= Task objective =
Write what comes next in the forum thread below about trespassers crossing onto posted hunting land, picking up after its final post.

= Text segment =
______
There is no suspecting to it huntingbull I outright caught these folks in the act. as for getting a tag number on a vehicle there in lies the problem. These people are entering in from an adjoining property that belongs to an out of state owner. Who's land is posted, I spoke to the land owner last year over the phone and he assured me that he hasn't given permission to anyone to be over there. He told me he use to give permission before he had moved out of state but someone tried to sue him because they drove there vehicle in and scraped some trees did some damage to there truck and tried to sue him for damages to the vehicle. 

These people are driving into the neighbors land and then coming into mine. I actually have pictures of different people riding there ATV's past my trail cams. I bought signs tonight that say Posted No Hunting Trapping or Fishing I wrote my name on them with permanent black marker and put my address on it as well. This is exactly what the G.W recommended. So there will be no mistaking that my land is posted. We'll see how long it takes before they get torn down.


----------



## bobk (Apr 30, 2004)

When you go to hang the signs take a 5 gallon bucket to stand on so you can get the signs as high as possible. It will make it a little harder for them to tear down. Sorry you are hanging signs instead of hunting . The deer are really moving right now. Good Luck.


----------



## acklac7 (May 31, 2004)

saugeyesam said:


> anyways and they told me that they couldn't do anything unless the property was posted and they had to be damaging the property.


That's downright ridiculous.

Normal trespassing laws DO NOT APPLY to hunters. Basically if you are hunting you are always considered trespassing, irregardless of whether the property was posted or not. Call and talk to the Sheriff, not the dipsh! dispatcher.


----------



## buckeyeguy (Aug 20, 2006)

It's rediculous when you have to argue with someone that its YOUR land when they aren't even neighbors.
______
= Data lines =
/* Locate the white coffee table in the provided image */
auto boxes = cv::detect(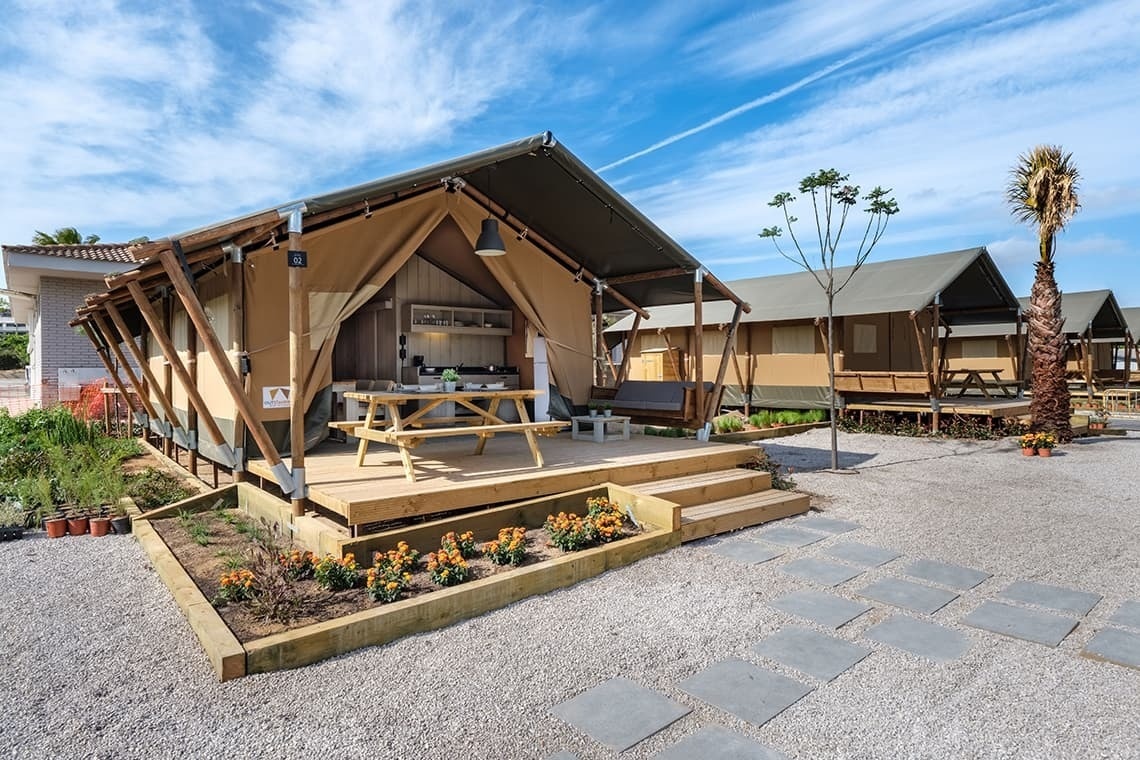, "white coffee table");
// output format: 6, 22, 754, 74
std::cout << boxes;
570, 415, 629, 443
______
= Written response =
One thing I would suggest if you had to confront anyone again, go out and buy a disposable camera and keep it with you. Take their picture before you ever say anything to them so you have something to turn into the law. I was hunting a couple weeks ago and someone walked by my stand on private land (in the middle of nowhere) with plain clothes on and no visible weaponry. As soon as saw him I called the landowner and he said that I was the only one who has permission to be out there. I took his picture with a digital camera I had with me to show the landowner. Turned out that it was a guy from a timbering outfit that was working up a quote for him. I normally don't take a digital camera out, but it was nice that day so I didn't mind.


----------



## saugeyesam (Apr 20, 2004)

acklac7 said:


> That's downright ridiculous.
> 
> Normal trespassing laws DO NOT APPLY to hunters. Basically if you are hunting you are always considered trespassing, irregardless of whether the property was posted or not. Call and talk to the Sheriff, not the dipsh! dispatcher.


Those were my exact thoughts. But for some reason the Stark county sheriffs dept. doesn't want to come out unless it's something serious. I called them about two months ago be cause there was an abandoned vehicle along the railroad tracks right up the road from my house. It was sitting right where it would have certainly been hit by a train. I was on my way to school when i called and the car was sitting there 4 hours later when i passed on the way home so i figured they had been out and deemed it not a problem. 2 hours later i passed by there again on my way over to my dads place and the sheriff deputy was just pulling up. So a total of 6 hours passed before they make it out? Now some will say "they are busy" and I understand that, but 6 hours? But they'll show up lights flashing to tell me I can't use my quad to pull boat from my upper drive to my lower drive. Because the older couple across the way called them on me for having my quad on the main road a distance of 80 feet from one drive to another. And for those who ask why i was using the quad and not my truck I was having mechanical issues. Either way sometimes the priority factor for our sheriffs dept just doesn't make sense. Oh well Im heading out to put up signs then im going bunny hunting. I have accepted the fact that some people just don't care about or respect others property and such. So as frustrating as it can be at times i'll just keep on following the proper protocol with the law enforcement and hopefully a few of these guys will get caught. It just isn't practical to sit around griping, there's big bucks out there waiting on me.  Thanks for the replys and advice guys, and for listening to my complaining:!:!


----------



## bkr43050 (Apr 5, 2004)

James F said:


> I am not sure of this but, I think if you post signs you need to be sure about what that sign says.I was told that if it's posted no trespassing,hunting or fishing even the land owner cannot hunt or fish on their own property.!?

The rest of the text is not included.